**WRITTEN INSTRUCTION**
All entries must be repeated exactly; do not include the pictures.

**RECORDED DATA**
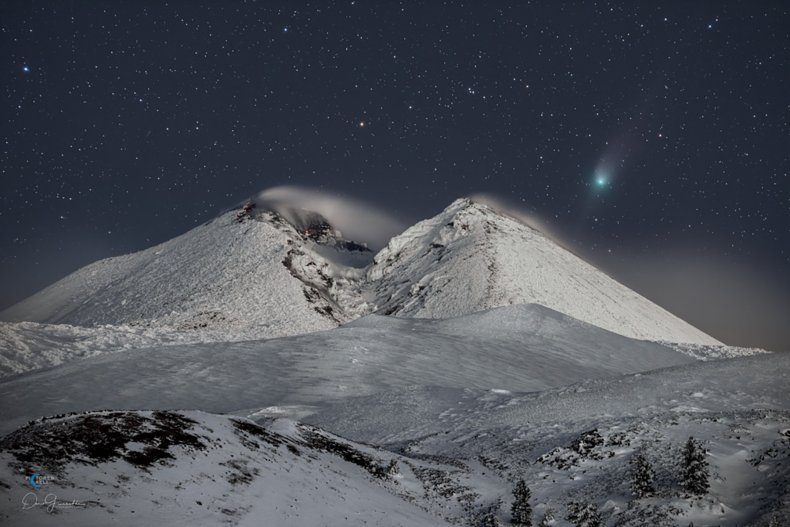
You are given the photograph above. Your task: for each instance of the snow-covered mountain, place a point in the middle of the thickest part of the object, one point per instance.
(514, 348)
(254, 273)
(470, 258)
(248, 273)
(445, 455)
(236, 399)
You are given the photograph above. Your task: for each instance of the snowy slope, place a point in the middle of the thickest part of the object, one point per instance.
(252, 274)
(516, 348)
(470, 258)
(242, 275)
(458, 453)
(163, 468)
(576, 443)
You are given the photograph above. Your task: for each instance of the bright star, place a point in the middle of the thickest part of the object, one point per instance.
(601, 179)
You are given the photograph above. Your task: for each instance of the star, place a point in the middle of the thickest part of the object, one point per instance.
(601, 179)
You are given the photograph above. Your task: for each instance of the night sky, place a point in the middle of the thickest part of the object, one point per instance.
(652, 137)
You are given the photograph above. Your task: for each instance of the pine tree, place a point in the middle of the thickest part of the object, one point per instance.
(694, 472)
(584, 515)
(521, 511)
(642, 476)
(490, 520)
(548, 519)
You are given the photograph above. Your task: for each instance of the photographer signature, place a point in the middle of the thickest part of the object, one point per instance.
(50, 502)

**PROBLEM SOLUTION**
You are given the photograph above. Your task: for each instance of the snow-covered mountain, place a point in the middle of the thickest part of the object, one point per instance.
(514, 348)
(254, 273)
(470, 258)
(248, 273)
(445, 455)
(236, 399)
You are given the photograph above. Your task: for each instance of the snowy slope, place a point in the middle of the thickest part of the object, one point per instance.
(252, 274)
(516, 348)
(470, 258)
(242, 275)
(458, 453)
(163, 468)
(576, 443)
You are given the photograph above. Your task: for each instance of the bright star, place a point in the middle of the thickest part of the object, one point per instance.
(601, 179)
You are given the photograph above. Your task: for each instance of the star, place a point in the middle of the thickest part of the object, one point per instance.
(601, 179)
You are given the photograph above. Your task: for each instance of the night sky, place a point in the middle of the thickest part of the object, one point per instance.
(652, 137)
You are given the photograph above. Your task: for each instance of the pine tree, place a point in the middle of the thickest part of the object, one point per instance.
(694, 472)
(584, 515)
(521, 511)
(642, 476)
(490, 520)
(548, 519)
You are given the photograph above. Your task: for each instance of the photographer signature, place a point in the middle of the thickest part of the object, one point per instance.
(50, 502)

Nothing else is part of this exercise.